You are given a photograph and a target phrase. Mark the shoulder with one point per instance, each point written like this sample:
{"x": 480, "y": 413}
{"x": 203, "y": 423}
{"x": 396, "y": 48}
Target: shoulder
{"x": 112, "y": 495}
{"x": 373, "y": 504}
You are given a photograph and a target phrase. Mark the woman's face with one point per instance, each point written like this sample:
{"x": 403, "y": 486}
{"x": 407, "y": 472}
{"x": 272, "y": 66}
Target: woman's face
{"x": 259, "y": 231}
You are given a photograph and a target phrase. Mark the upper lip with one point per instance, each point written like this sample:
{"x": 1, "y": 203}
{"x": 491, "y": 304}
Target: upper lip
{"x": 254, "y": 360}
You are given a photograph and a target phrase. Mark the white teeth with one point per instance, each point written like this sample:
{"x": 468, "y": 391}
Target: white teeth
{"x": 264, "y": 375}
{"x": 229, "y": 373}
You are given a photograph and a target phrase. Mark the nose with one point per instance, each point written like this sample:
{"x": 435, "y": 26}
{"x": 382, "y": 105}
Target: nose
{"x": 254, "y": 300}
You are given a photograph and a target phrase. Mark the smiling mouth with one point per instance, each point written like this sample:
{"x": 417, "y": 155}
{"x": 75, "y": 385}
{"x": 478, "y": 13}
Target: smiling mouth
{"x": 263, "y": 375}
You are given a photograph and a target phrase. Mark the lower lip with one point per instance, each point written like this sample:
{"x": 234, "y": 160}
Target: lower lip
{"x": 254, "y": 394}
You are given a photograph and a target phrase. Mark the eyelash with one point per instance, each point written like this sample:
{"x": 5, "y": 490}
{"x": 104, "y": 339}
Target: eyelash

* **What the exercise asks**: Rewrite all of the material above as a numbered list with one line per number, dropping any blank lines.

* **Finished exercise**:
1. You are given a photograph and a target phrase. Mark the shoulder with one point per instance, each point written like this sample:
2. {"x": 480, "y": 413}
3. {"x": 203, "y": 423}
4. {"x": 396, "y": 48}
5. Target: shoulder
6. {"x": 112, "y": 495}
7. {"x": 373, "y": 504}
8. You are given a photograph and a target phrase. Mark the woman's face with one point per instance, each point written like this sample:
9. {"x": 403, "y": 486}
10. {"x": 407, "y": 472}
11. {"x": 272, "y": 66}
12. Target: woman's face
13. {"x": 259, "y": 231}
14. You are given a photograph and a target phrase. Mark the upper lip with one point per instance, each point written like this sample:
15. {"x": 1, "y": 203}
16. {"x": 491, "y": 304}
17. Target: upper lip
18. {"x": 254, "y": 360}
19. You are given a photograph and a target phrase. Mark the white teeth with one point per instance, each point written like this sample:
20. {"x": 468, "y": 391}
21. Target: white teeth
22. {"x": 264, "y": 375}
23. {"x": 229, "y": 373}
24. You are given a photograph and a target phrase. Mark the nose with one point per instance, each point written like this sample:
25. {"x": 435, "y": 26}
26. {"x": 382, "y": 105}
27. Target: nose
28. {"x": 254, "y": 300}
29. You are given a photograph and a target phrase. Mark the smiling mouth with one point per instance, each point written like this sample:
30. {"x": 417, "y": 155}
31. {"x": 75, "y": 385}
32. {"x": 478, "y": 13}
33. Target: smiling mouth
34. {"x": 263, "y": 375}
35. You are given a photograph and a target phrase. Mark the lower lip with one point per instance, each point written like this sample:
36. {"x": 234, "y": 160}
37. Target: lower lip
38. {"x": 254, "y": 394}
39. You are given a photograph and a target phrase. Mark the eyelash with one point per instance, each point written like this sample:
40. {"x": 5, "y": 490}
41. {"x": 104, "y": 339}
42. Target: eyelash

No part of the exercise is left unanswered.